■ **Source extract**:
::::

Thursday, January 3, 2013

JANUARY 3, 2013


I walked into CTCA this morning, thinking that the conversation with the would be around ovarian cancer, potential chemotherapy options, etc.  

Instead, we learned that I may not have ovarian cancer at all.  We may be dealing with endometriosis.  

We went into the office, and the first thing that the nurses did was pull the blood for the BRCA mutation tests.  We had spoken with Dr. Granick yesterday about ovarian cancer, and we all agreed that testing for the BRCA genes (BRCA are genes that, if mutated, lead to a higher likelihood of breast cancer, ovarian cancer, and other - more here on this topic) was prudent.  I'll be honest - the blood draw for this test sucked.  I generally have the nurses take the blood draws from the arms, as the port access means flushing the port, and thus, the icky saline taste and smell.  Blech.  

Anyways, after all the paperwork signing and the blood draw, Dr. Farley came in.  He immediately told us that he didn't think this was ovarian cancer, and kind of shocked me and set the tone for the rest of the appointment.

::::

Collected data

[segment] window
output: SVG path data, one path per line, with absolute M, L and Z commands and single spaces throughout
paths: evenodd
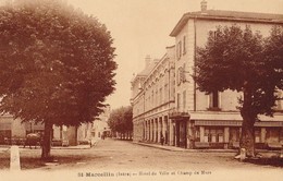
M 160 105 L 163 104 L 163 92 L 162 92 L 162 88 L 159 89 L 159 96 L 160 96 Z
M 180 109 L 180 107 L 181 107 L 181 95 L 177 93 L 177 102 L 176 102 L 176 106 L 177 106 L 177 110 Z
M 169 89 L 168 89 L 168 84 L 164 85 L 164 100 L 168 101 L 169 100 Z
M 179 43 L 177 43 L 176 56 L 177 56 L 177 59 L 180 59 L 181 56 L 182 56 L 182 41 L 179 41 Z
M 183 37 L 183 55 L 186 53 L 186 36 Z
M 224 142 L 223 128 L 205 128 L 205 142 L 223 143 Z

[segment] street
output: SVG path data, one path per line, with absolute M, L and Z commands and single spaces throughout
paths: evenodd
M 91 148 L 87 146 L 81 149 L 52 148 L 51 155 L 54 157 L 54 162 L 44 164 L 39 159 L 40 154 L 39 148 L 21 148 L 22 172 L 67 171 L 76 177 L 96 177 L 97 174 L 111 177 L 113 174 L 120 178 L 133 177 L 132 174 L 146 178 L 155 173 L 158 176 L 175 173 L 179 177 L 201 174 L 204 179 L 230 172 L 233 176 L 238 172 L 237 176 L 249 173 L 260 178 L 270 176 L 282 178 L 283 173 L 282 167 L 239 162 L 234 159 L 235 153 L 173 152 L 111 138 L 101 140 Z M 8 153 L 2 153 L 0 158 L 2 164 L 9 164 Z M 2 169 L 8 168 L 2 166 Z M 152 171 L 156 172 L 152 173 Z M 243 172 L 245 174 L 242 174 Z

::::

■ **Work to complete**: Please condense the paragraph of the journal entry above that begins "We went into the office" into a short bulleted list that keeps its main facts.

■ **Result of the exercise**:
- The nurses' first step at the office was drawing blood for the BRCA mutation tests.
- The day before, the writer had discussed ovarian cancer with Dr. Granick, and all agreed BRCA testing was prudent.
- Mutated BRCA genes raise the likelihood of breast cancer, ovarian cancer, and other cancers.
- The blood draw for this test was unpleasant.
- The writer usually has blood drawn from the arms, because using the port means flushing it, which brings a saline taste and smell.